**The records**:

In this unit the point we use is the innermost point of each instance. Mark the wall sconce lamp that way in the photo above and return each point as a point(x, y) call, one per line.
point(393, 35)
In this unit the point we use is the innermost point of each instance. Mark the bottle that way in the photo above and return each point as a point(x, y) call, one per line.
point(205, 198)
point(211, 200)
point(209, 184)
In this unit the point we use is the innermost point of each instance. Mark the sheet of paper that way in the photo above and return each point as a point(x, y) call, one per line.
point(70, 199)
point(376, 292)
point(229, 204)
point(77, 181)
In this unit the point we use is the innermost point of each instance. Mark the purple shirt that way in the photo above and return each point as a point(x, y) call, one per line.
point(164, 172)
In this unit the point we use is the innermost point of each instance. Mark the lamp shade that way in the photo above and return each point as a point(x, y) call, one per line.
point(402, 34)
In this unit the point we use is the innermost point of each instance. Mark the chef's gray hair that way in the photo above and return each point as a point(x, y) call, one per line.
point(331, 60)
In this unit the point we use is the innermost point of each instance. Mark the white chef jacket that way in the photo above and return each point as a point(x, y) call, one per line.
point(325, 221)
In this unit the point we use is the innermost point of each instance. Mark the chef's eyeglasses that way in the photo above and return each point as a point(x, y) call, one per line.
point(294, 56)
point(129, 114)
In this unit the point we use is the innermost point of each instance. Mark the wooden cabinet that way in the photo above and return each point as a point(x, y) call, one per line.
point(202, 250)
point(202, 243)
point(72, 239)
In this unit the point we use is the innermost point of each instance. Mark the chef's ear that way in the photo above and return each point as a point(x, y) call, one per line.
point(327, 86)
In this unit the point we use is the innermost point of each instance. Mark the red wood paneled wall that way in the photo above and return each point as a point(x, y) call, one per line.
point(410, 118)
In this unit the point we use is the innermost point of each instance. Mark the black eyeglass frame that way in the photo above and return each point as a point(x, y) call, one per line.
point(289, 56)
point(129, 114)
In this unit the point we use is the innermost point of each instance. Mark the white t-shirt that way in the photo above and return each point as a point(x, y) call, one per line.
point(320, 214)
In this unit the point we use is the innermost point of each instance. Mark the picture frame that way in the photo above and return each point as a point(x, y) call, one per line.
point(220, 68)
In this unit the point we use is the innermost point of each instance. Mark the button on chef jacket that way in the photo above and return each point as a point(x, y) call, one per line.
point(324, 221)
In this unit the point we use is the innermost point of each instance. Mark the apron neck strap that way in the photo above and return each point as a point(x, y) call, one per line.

**Description of the task**: Write out all of the data above again, replacing every occurrence of "innermost" with "central" and leaving everything else as it is.

**Answer to the exercise**:
In this unit the point we use is the central point of each instance. Mark the wall sconce lamp that way in the photo above and return each point as a point(x, y) call, one per line.
point(393, 35)
In this unit the point we use is the central point of each instance. Mark the bottle that way in the photo above and return each point as a point(x, y) call, one per line.
point(205, 198)
point(211, 200)
point(209, 184)
In this unit the point we use is the central point of each instance. Mark the sheet of paper that way in the photo above and return each point as a point(x, y) call, one per line.
point(70, 199)
point(376, 292)
point(229, 204)
point(77, 181)
In this unit the point we use is the central point of each instance. Mark the purple shirt that way in the photo above and return each point as a point(x, y) call, one per line.
point(164, 172)
In this unit the point we use is the central point of each instance. Mark the lamp shade that way in the photo above and return each point as a point(x, y) call, one per line.
point(402, 34)
In this unit the point we use is the central point of each instance. Mark the chef's gray hair that way in the photo above and return each point as a point(x, y) call, one per line.
point(331, 60)
In this unit the point we use is the central point of each instance. Mark the white chef jacket that way in the photo above and return each point as a point(x, y) call, one per line.
point(325, 221)
In this unit the point we use is the central point of each instance. Mark the chef's eyeglasses that way in the photo above and return each point as a point(x, y) call, one per line.
point(294, 56)
point(129, 114)
In this unit the point we use is the central point of each instance. Mark the wooden cabinet that way in the photo above and return each point as a point(x, y) call, one per line.
point(202, 250)
point(202, 243)
point(72, 239)
In this unit the point we use is the central point of each instance. Mark the chef's ear that way in the photo above and return each point as a point(x, y) call, one per line.
point(327, 86)
In this unit the point we use is the central point of each instance. Mark the red wood paneled wall that way in the photo above and return each point as a point(x, y) call, one per line.
point(410, 118)
In this unit the point we use is the central point of each instance. Mark the black eyeglass frame that way in the photo above and return each point as a point(x, y) call, one per line.
point(289, 56)
point(129, 114)
In this unit the point we use is the central point of each instance. Mark the white t-shirt that way in the photo above and return each point as a point(x, y) call, one per line.
point(320, 214)
In this unit the point we use is the central point of each instance. Mark the picture frame that way in the photo above and return each point as a point(x, y) call, one per line.
point(220, 68)
In this unit the point we use is the central point of each instance. Mark the button on chef jacket that way in the photo above and return each point as a point(x, y) call, one per line.
point(324, 221)
In this unit the point we use is the central point of each instance. Mark the apron neck strap that way in the photo above and return each point as a point(x, y) call, one per line.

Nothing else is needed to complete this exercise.